## WRITTEN PROBLEM
Arrange every line of all the records below as a numbered list, leaving out any blank lines.

A block of data:
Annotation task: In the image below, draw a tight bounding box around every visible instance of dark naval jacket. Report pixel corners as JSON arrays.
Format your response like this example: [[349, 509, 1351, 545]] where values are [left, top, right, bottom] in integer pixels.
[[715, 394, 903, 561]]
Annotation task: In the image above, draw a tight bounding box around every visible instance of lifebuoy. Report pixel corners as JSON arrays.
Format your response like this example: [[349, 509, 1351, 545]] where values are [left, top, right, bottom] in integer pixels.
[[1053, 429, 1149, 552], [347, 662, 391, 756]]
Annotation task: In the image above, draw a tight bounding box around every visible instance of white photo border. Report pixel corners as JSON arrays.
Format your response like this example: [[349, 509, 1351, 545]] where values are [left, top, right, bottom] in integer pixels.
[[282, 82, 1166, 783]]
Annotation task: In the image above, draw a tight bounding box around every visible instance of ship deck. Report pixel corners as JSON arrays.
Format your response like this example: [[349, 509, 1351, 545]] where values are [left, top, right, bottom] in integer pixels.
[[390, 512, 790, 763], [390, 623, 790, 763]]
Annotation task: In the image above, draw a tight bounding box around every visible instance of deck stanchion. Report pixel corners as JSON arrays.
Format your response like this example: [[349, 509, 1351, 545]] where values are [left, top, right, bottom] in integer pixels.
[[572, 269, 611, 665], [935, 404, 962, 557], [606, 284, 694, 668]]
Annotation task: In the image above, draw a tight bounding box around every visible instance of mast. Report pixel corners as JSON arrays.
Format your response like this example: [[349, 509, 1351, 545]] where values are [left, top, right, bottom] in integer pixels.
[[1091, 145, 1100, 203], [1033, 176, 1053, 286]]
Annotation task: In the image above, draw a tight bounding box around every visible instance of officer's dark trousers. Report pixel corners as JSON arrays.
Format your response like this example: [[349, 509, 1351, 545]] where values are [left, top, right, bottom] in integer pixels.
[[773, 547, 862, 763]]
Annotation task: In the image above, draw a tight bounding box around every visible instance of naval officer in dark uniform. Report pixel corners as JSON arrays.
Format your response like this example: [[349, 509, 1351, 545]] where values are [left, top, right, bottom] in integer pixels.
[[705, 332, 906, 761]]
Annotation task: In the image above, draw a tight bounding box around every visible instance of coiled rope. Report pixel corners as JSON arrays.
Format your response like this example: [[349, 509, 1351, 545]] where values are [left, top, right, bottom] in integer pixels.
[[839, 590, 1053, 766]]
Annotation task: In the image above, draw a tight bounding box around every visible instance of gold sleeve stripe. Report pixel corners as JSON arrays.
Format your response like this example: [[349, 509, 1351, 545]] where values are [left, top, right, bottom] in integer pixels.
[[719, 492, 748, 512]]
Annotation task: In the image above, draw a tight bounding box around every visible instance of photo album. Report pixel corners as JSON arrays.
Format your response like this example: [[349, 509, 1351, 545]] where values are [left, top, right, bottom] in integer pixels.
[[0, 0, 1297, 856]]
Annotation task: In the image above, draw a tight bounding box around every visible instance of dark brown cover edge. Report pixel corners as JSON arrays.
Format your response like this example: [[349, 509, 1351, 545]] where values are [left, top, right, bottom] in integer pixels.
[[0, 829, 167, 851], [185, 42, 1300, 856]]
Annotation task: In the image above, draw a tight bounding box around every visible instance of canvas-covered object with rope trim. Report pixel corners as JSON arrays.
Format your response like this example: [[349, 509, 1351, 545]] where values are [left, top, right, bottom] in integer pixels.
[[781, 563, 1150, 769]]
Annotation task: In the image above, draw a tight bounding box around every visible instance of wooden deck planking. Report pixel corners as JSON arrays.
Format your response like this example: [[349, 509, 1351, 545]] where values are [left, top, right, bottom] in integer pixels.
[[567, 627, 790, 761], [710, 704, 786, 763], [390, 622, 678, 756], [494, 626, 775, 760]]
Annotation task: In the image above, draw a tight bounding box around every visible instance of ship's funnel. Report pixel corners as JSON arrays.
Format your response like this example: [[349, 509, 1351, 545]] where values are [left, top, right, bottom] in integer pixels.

## RIGHT ANSWER
1. Annotation task: In the image below, draw a tight bounding box around every visible instance of dark naval jacket. Report pixel corners as JSON arrays.
2. Format your response like this example: [[349, 509, 1351, 545]] where values are [left, top, right, bottom] in integer pixels.
3. [[715, 394, 903, 561]]
4. Annotation task: In the image above, draw a tight bounding box around every visible instance of lifebuoy. Report pixel corners as JSON arrays.
5. Format your response like this example: [[349, 509, 1351, 545]] where values are [left, top, right, bottom] in integer pixels.
6. [[1053, 429, 1149, 552], [347, 662, 391, 756]]
7. Annotation task: In the image above, draw a tight bounding box around every visible instance of white photo border. Report pixel corners as JSON arrays.
8. Format your response like this example: [[349, 509, 1351, 545]] where values are [left, top, right, bottom] in integer pixels.
9. [[282, 82, 1166, 783]]
10. Annotation task: In the image above, draw a tight bounding box around every visible instance of ship deck. Report pixel corners as JSON arrays.
11. Format your response like this example: [[349, 509, 1351, 545]] where values are [left, top, right, bottom] in integer pixels.
12. [[390, 512, 790, 763], [390, 623, 790, 763]]
13. Annotation task: In the image above, draw a tight bounding box around every visible instance of deck stanchion. Report pixel corners as JSON arrays.
14. Format your response like this example: [[349, 509, 1351, 545]] where values are [left, top, right, bottom] in integer pixels.
15. [[572, 269, 611, 665], [935, 404, 962, 557], [606, 284, 694, 668]]
16. Annotation task: In the image above, draw a tight bounding box around every visible instance of mast. Report pixel corners as JSON arrays.
17. Format your response like this example: [[349, 509, 1351, 545]] where values are [left, top, right, bottom] in integer pixels.
18. [[1091, 145, 1100, 203], [1033, 176, 1053, 286]]
19. Annotation task: In the image above, draw a tight bounding box around every visible instance of officer's dark trousers. Report pixel corners as JSON arrays.
20. Format your response like this example: [[349, 509, 1351, 545]] where values are [left, top, right, bottom] in integer pixels.
21. [[773, 547, 862, 763]]
22. Annotation task: In the image above, draw a tight bounding box around every visible instance of naval officer in dark uniform. Report pixel corners as JSON arrays.
23. Format your response like this example: [[349, 509, 1351, 545]] where values are [left, top, right, bottom] in integer pixels.
24. [[705, 332, 906, 761]]
25. Annotation task: In the image above, draw a tight bounding box around every visible instance of coiled rope. Report pixel corners as JSON arrays.
26. Format your response like this example: [[349, 509, 1351, 545]] where values are [left, top, right, bottom] in integer pixels.
27. [[839, 590, 1053, 766]]
28. Annotation task: In the image above, draw a tight bounding box around every visible instance of gold sleeve stripe. Report pixel corners as JSON arrays.
29. Format your response like this example: [[349, 509, 1351, 545]] where values are [left, top, right, bottom] in integer pixels.
30. [[719, 492, 748, 512]]
31. Annotation task: In the image above, draw a tight bounding box around every visible instance of photo album. Report pixel corners as JSON arrays.
32. Format your response like this example: [[349, 509, 1351, 545]] where values are [left, top, right, bottom] in integer pixels.
33. [[0, 0, 1297, 856]]
34. Annotation task: In the image above, draw a tight bounding box around every visible instance of dark brown cover edge. Report pixel corners as JSON arrays.
35. Format your response like this example: [[349, 509, 1351, 545]] where values are [left, top, right, bottom] in integer pixels.
36. [[0, 829, 167, 851], [185, 42, 1300, 856]]
37. Annotation task: In the image above, draw a tight bounding box around every visible instance of canvas-covered object with rope trim. Report pixel corners as JSON arrays.
38. Format your response like this example: [[349, 509, 1351, 545]] where values are [left, top, right, bottom] in integer pixels.
39. [[781, 563, 1150, 769]]
40. Annotation task: In the image above, draw a tight bounding box around every visible instance of wooden deck planking. Report pixel corners as JSON arrays.
41. Format your response like this example: [[349, 509, 1351, 545]] where values are [left, top, right, bottom] in integer pixels.
42. [[567, 627, 790, 761], [710, 704, 786, 763], [390, 622, 678, 756], [494, 626, 775, 760]]
43. Annotation task: In the image above, draw a tight bounding box around every visible instance of ship's funnel. Report pixel corners as JSON arrays.
44. Format your response like this example: [[349, 509, 1351, 545]] where values are [left, top, right, bottom] in integer pixels.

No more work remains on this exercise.